_Material provided_
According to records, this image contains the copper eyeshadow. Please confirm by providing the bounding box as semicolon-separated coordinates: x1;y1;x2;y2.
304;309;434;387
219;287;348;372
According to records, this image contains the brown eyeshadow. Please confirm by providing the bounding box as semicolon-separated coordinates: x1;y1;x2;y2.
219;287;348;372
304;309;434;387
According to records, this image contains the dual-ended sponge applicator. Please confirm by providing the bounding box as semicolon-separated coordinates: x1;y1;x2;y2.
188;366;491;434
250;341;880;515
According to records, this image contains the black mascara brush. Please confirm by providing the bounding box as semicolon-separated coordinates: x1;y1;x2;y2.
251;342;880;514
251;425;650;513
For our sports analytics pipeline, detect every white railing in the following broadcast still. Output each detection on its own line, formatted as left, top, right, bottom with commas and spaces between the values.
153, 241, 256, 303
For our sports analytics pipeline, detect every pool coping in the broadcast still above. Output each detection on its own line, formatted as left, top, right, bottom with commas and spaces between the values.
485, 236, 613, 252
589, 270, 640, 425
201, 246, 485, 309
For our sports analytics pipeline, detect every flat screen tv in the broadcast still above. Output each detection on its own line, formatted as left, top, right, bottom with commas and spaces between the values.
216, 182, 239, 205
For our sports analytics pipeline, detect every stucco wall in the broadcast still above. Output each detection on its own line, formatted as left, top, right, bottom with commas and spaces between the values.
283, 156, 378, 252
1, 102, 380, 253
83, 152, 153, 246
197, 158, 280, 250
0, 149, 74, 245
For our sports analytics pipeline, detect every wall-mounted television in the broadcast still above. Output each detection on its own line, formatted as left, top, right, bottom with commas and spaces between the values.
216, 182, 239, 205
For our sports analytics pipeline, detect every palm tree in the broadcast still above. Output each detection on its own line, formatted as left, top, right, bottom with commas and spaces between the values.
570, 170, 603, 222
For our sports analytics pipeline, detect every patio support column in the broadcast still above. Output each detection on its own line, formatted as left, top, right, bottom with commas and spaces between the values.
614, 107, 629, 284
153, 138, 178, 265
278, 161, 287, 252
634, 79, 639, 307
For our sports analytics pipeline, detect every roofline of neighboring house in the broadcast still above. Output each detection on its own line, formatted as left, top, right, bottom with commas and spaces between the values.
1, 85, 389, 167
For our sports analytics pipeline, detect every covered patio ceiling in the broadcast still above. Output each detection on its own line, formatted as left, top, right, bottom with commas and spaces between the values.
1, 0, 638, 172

_Directions for this task_
Print only the lines from the one with "For our sports analytics pipeline, detect every roofline" to the end of the records, both included.

_Output of the task_
For our sports analytics pipeline, detect every roofline of neighboring house in the broadcast still above. Output each detection on its own line, formatted as left, top, right, bottom with commas and spaces between the values.
1, 85, 389, 167
For our sports analytics pipeline, detect every covered patio ceiling in the broadcast still above. Output each detection on its own line, formatted as left, top, right, bottom with commas and spaces between the values.
1, 0, 638, 172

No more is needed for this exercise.